Problem details » A line below contains "mark: the person's backpack", and a later one contains "mark: the statue's hair". Repeat both, with every line between them, exactly.

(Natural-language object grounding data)
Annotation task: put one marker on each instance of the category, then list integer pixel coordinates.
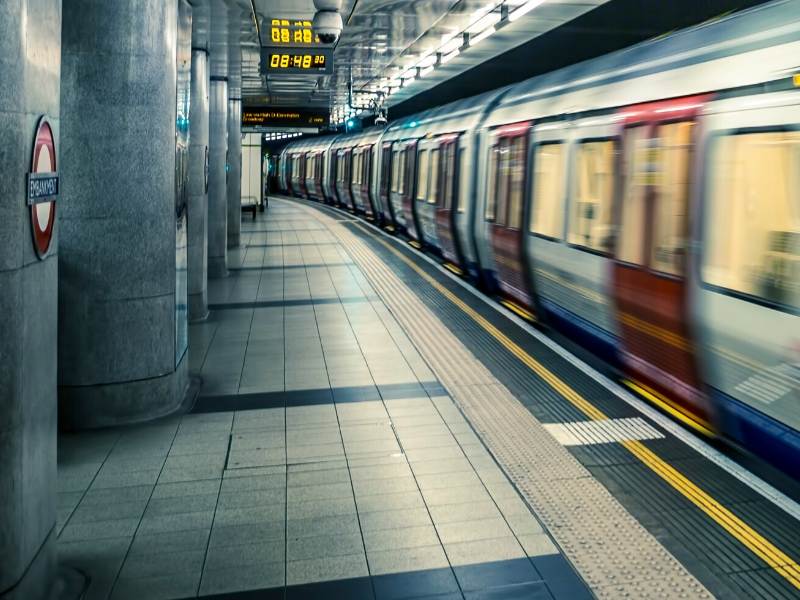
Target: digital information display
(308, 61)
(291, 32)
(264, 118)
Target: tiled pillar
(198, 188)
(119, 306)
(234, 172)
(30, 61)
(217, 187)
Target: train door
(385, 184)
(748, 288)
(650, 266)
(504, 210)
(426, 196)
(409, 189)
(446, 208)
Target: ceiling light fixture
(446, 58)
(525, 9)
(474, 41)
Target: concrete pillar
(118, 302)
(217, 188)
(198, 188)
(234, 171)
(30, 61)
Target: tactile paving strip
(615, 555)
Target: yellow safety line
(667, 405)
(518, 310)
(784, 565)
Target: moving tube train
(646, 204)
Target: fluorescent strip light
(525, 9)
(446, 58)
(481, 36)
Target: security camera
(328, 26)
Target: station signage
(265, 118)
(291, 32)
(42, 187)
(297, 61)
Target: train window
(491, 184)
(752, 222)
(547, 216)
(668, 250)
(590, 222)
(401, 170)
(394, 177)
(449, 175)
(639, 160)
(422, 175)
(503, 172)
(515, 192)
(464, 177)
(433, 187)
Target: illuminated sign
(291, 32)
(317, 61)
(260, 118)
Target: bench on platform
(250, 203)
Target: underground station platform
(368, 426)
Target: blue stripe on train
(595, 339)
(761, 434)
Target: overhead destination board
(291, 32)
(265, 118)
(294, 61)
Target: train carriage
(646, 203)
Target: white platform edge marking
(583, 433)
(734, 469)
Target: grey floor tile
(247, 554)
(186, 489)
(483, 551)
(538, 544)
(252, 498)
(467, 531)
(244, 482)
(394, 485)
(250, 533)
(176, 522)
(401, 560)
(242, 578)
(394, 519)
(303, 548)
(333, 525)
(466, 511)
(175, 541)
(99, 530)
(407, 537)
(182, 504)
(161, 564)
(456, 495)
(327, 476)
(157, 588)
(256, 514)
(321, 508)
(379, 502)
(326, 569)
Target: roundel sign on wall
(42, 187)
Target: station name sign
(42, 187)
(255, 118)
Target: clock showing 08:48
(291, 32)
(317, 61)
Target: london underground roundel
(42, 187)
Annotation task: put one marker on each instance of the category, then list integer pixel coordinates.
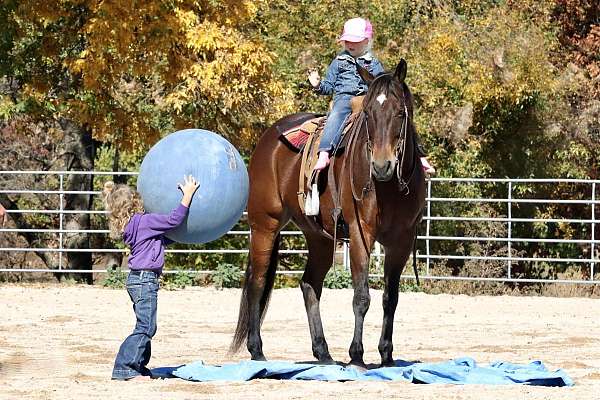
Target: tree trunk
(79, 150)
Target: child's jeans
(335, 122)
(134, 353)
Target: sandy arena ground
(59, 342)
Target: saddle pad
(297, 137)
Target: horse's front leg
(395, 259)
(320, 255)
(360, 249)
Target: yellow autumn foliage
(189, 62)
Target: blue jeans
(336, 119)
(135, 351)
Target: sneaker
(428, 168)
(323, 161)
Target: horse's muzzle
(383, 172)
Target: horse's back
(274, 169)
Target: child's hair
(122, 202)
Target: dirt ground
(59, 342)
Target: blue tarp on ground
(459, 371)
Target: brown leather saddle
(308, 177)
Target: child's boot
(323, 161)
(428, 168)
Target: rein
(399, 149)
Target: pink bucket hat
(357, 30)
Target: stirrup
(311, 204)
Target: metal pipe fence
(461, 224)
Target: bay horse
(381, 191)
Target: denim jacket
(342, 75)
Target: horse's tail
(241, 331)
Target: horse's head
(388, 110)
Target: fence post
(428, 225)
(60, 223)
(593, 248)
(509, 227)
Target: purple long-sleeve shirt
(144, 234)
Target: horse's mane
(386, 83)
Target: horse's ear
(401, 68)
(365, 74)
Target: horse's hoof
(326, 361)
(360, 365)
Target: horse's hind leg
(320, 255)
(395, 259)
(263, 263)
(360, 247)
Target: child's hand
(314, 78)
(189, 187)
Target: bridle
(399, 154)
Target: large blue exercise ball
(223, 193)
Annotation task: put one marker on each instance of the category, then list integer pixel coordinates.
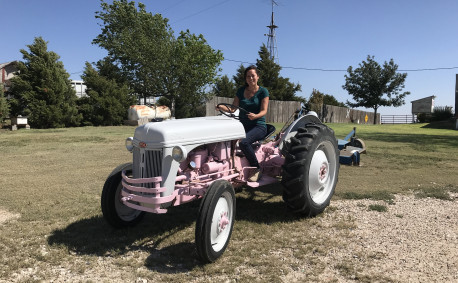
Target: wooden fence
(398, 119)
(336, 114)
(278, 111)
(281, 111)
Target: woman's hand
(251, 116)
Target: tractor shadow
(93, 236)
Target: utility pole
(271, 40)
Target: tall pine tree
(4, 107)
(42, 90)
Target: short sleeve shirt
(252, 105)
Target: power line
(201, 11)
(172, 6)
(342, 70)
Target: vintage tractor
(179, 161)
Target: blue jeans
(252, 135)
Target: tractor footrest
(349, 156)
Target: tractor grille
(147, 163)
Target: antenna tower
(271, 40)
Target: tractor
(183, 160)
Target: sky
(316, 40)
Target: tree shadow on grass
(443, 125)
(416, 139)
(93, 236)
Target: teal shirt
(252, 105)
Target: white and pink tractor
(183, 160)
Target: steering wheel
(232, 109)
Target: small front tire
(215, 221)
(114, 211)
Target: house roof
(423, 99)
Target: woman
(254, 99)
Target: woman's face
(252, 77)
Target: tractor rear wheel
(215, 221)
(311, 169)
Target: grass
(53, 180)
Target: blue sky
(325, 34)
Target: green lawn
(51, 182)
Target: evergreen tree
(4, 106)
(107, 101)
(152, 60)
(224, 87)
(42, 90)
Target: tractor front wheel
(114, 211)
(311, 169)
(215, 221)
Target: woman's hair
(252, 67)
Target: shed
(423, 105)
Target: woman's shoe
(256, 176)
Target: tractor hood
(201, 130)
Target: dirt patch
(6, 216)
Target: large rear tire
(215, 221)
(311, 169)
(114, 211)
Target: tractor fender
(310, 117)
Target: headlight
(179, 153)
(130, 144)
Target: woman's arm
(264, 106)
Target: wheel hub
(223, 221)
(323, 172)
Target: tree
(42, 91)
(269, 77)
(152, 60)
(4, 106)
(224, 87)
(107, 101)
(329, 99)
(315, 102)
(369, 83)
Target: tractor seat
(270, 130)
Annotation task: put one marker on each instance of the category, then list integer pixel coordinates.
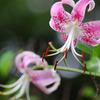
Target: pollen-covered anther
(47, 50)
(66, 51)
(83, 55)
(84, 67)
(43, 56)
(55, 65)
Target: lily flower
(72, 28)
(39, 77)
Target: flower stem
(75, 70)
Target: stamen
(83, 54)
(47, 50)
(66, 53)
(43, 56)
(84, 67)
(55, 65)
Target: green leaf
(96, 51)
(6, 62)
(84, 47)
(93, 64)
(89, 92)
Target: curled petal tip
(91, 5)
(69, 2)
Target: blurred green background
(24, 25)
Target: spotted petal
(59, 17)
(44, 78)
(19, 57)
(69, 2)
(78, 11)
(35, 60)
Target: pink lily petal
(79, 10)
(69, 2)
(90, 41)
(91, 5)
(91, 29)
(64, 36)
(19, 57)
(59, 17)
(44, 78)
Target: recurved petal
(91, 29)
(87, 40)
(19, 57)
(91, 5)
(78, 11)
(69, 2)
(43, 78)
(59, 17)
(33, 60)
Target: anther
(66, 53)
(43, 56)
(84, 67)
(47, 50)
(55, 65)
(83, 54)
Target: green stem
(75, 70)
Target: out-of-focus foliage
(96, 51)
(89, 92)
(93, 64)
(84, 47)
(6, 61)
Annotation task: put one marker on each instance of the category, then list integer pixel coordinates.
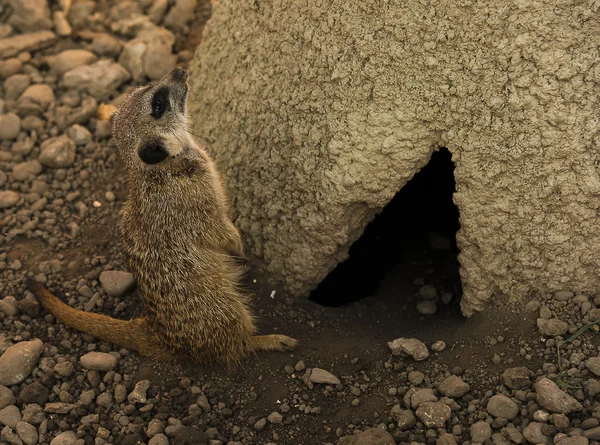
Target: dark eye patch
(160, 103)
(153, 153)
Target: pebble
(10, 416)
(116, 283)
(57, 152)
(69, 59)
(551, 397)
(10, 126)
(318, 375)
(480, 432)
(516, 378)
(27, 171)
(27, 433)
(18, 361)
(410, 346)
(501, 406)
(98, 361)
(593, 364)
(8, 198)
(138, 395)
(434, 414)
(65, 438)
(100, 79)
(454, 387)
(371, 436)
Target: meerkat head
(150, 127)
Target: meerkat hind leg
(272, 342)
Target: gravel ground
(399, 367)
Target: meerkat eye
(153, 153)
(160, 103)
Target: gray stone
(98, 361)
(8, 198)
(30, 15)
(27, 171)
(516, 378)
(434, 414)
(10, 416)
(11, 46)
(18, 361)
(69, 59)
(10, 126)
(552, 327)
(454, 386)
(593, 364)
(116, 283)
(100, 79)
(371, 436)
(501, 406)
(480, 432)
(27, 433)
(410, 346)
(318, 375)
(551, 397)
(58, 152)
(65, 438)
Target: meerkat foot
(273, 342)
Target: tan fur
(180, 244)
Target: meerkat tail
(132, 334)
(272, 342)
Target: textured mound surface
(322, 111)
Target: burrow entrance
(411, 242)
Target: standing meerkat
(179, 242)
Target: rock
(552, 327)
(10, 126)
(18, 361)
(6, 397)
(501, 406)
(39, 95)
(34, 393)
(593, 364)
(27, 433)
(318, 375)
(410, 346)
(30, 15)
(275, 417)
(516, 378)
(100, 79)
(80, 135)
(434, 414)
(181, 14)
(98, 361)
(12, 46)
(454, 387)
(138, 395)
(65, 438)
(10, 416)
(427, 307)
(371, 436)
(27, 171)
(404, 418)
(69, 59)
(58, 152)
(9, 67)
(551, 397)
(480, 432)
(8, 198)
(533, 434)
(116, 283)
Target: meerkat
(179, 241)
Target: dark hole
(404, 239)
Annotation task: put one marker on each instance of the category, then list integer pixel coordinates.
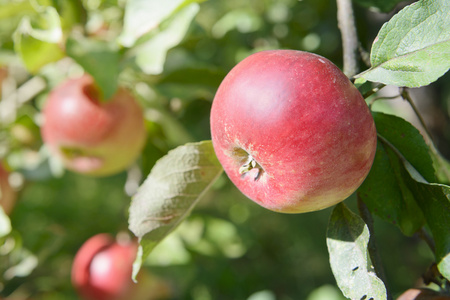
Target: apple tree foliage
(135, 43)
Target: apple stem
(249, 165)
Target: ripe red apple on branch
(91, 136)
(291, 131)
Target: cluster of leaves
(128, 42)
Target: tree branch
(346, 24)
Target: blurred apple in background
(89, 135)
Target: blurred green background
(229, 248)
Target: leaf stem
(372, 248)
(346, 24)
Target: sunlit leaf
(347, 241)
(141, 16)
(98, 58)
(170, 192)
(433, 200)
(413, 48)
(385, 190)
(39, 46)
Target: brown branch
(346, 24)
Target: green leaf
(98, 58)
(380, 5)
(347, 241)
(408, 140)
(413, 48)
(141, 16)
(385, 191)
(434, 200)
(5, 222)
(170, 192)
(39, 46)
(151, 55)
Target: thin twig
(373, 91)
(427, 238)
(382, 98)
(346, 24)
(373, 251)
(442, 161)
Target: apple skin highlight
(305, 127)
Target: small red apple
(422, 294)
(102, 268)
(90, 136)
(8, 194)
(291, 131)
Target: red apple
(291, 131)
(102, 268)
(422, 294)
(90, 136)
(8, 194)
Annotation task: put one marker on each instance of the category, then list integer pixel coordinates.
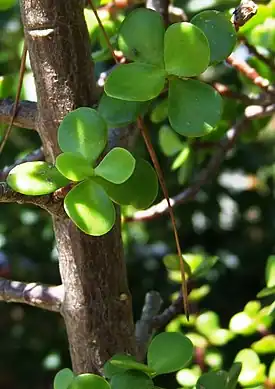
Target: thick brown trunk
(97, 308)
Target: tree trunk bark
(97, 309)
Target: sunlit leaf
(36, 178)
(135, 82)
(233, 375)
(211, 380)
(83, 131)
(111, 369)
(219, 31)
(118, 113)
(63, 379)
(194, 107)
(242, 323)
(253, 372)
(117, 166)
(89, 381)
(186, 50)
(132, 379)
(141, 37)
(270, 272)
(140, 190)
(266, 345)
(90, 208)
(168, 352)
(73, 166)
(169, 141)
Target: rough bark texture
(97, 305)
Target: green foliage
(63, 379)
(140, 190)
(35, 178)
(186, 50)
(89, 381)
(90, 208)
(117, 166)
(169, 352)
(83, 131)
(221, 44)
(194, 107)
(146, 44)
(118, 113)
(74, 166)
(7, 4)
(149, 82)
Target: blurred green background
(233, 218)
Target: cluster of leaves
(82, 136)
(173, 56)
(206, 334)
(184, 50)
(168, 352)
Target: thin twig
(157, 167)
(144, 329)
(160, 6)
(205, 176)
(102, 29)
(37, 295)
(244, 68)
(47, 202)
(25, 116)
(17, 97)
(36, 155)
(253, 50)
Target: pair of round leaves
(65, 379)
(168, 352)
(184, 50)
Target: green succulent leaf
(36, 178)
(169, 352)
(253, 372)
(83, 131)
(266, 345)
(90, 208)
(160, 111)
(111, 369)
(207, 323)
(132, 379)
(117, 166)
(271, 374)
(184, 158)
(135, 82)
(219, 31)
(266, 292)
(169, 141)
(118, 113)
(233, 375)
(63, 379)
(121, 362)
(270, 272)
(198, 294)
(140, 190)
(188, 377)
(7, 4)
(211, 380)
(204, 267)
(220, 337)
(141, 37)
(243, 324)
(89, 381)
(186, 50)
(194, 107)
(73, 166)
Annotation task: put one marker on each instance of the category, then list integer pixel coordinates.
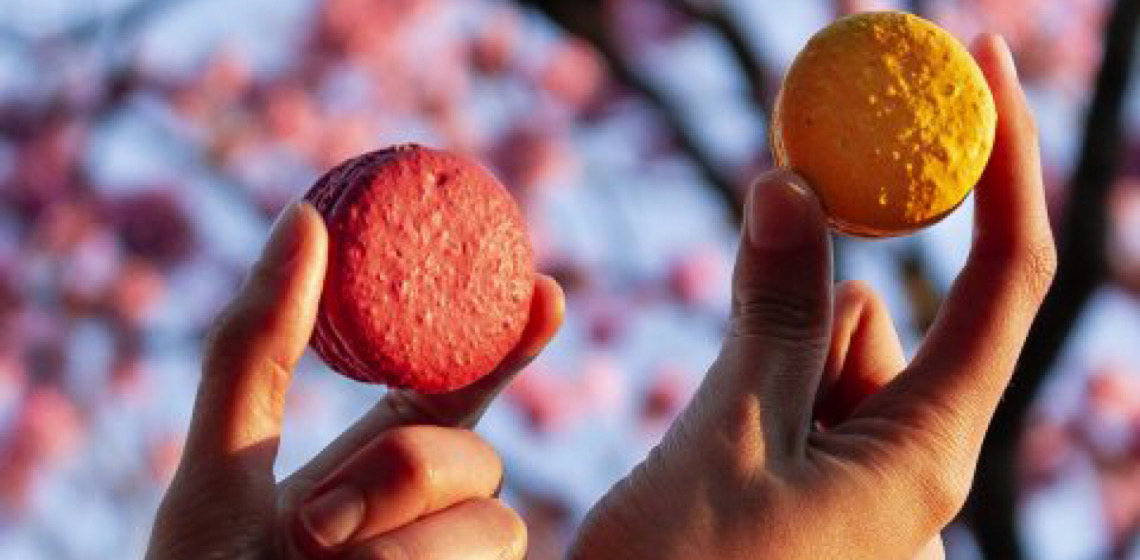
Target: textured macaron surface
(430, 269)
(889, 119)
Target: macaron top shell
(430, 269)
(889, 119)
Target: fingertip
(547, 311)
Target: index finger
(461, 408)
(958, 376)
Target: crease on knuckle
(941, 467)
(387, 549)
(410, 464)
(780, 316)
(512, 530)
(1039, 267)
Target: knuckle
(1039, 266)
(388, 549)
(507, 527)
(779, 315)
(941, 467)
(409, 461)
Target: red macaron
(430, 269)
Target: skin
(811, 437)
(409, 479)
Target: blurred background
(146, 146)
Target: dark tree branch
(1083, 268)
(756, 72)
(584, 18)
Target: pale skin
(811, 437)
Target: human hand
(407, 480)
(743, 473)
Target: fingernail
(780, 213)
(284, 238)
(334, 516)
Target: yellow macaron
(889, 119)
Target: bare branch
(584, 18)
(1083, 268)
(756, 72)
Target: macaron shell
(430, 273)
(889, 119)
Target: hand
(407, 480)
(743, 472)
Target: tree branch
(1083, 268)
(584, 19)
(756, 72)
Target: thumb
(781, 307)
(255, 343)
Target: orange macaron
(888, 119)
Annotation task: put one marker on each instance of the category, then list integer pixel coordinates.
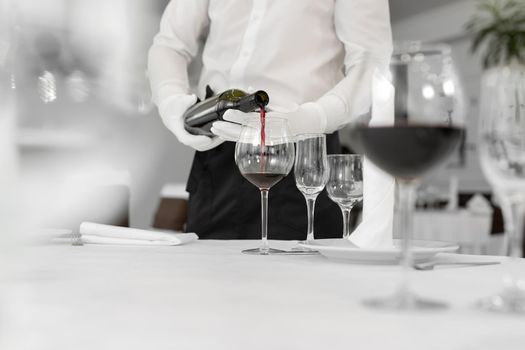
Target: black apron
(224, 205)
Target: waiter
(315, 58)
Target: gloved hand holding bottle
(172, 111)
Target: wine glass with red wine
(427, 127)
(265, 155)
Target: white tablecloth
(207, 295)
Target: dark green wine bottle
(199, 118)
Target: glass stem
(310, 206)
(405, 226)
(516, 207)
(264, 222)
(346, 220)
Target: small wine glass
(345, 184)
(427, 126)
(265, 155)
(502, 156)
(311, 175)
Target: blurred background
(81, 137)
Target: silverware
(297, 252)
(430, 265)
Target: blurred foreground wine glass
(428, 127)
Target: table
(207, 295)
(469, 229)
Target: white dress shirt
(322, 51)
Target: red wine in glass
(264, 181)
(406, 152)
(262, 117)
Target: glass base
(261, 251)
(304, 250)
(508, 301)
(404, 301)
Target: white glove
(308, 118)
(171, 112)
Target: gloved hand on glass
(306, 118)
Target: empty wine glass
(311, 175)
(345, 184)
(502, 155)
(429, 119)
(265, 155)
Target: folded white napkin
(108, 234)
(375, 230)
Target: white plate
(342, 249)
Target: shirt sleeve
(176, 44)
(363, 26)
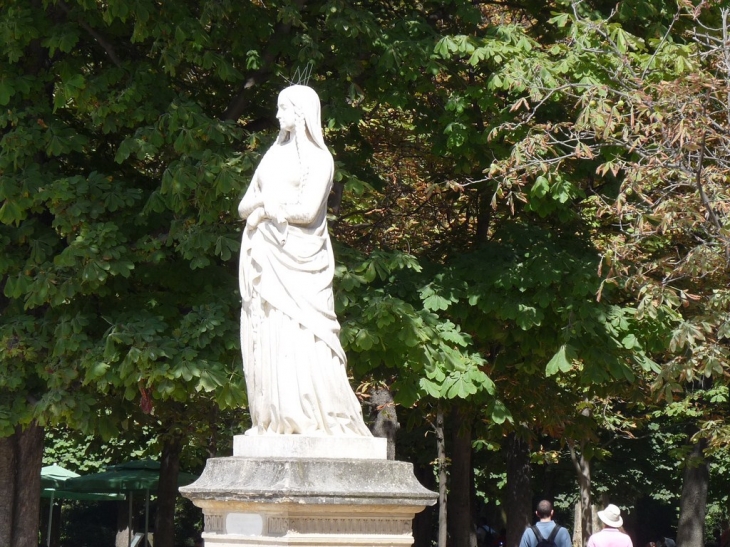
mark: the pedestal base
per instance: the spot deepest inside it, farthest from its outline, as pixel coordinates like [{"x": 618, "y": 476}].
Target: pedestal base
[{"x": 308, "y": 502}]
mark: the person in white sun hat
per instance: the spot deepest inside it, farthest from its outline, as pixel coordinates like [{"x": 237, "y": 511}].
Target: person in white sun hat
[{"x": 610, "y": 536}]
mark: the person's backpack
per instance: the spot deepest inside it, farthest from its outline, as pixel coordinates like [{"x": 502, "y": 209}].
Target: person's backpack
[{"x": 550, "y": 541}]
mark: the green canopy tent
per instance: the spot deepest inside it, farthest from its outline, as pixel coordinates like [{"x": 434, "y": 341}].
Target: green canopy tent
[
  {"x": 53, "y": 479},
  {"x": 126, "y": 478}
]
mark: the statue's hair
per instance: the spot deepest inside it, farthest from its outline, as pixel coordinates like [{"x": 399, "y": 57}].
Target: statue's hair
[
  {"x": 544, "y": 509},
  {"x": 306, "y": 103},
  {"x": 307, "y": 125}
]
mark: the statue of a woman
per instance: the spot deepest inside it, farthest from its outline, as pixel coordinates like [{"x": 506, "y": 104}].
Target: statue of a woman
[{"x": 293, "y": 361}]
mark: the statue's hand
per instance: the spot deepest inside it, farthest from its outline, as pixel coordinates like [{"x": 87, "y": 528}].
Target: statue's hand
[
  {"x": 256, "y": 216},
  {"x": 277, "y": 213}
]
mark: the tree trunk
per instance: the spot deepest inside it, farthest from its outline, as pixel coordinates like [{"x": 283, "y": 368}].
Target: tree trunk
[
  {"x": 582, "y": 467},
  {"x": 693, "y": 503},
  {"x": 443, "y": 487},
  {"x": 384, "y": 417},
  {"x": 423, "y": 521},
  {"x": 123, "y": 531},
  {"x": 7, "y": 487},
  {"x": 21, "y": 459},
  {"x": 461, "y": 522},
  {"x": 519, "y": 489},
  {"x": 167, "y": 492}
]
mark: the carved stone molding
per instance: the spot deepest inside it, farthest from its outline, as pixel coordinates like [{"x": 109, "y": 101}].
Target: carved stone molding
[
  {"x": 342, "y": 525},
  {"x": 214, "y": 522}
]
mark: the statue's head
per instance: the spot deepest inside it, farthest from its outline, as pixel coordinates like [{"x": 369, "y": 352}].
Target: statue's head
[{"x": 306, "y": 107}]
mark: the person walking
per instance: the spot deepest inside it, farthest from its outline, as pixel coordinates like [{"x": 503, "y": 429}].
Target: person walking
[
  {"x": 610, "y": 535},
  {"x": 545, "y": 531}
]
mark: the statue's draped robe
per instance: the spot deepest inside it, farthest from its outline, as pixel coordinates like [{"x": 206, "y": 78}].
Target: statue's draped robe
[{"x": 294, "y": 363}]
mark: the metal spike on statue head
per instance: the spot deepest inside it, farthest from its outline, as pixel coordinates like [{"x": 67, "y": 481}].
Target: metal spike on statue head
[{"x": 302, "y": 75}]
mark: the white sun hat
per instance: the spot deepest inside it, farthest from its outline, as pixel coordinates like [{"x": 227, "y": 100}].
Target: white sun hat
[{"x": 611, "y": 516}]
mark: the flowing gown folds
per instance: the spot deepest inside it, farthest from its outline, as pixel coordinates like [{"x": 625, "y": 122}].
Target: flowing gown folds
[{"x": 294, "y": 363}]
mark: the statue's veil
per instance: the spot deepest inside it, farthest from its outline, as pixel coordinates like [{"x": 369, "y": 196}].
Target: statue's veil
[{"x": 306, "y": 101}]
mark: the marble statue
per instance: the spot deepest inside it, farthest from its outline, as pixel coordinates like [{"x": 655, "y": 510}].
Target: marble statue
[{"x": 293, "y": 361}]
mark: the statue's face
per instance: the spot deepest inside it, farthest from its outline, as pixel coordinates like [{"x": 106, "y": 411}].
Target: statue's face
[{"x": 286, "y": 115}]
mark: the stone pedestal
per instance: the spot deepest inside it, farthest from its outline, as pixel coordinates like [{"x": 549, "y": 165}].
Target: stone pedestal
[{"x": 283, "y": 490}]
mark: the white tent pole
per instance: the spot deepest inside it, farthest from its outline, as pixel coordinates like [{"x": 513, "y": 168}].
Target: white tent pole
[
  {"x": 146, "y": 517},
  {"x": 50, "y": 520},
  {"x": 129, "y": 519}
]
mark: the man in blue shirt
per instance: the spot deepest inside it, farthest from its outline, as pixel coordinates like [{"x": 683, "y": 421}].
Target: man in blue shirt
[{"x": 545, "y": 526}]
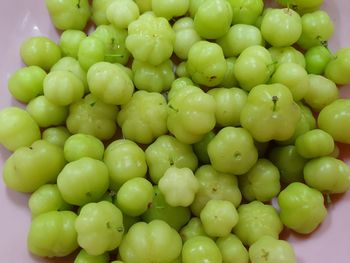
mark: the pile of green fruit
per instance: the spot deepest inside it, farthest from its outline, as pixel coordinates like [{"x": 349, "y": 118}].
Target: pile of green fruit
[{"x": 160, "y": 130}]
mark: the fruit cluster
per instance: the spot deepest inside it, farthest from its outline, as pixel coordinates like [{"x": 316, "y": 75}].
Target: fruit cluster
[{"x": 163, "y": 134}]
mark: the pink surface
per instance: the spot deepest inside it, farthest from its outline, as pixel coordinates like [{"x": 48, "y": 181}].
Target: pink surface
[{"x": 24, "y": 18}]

Response for this exercise »
mark: the person's backpack
per instance: the spot deepest inside it, farthest from its outline, as pixel coordinates like [{"x": 502, "y": 209}].
Target: person's backpack
[{"x": 550, "y": 541}]
mark: the green canopy tent
per instance: the spot deepest inside it, farthest from its outline, as pixel coordinates like [{"x": 434, "y": 341}].
Target: green canopy tent
[
  {"x": 53, "y": 479},
  {"x": 126, "y": 478}
]
mark: the statue's hair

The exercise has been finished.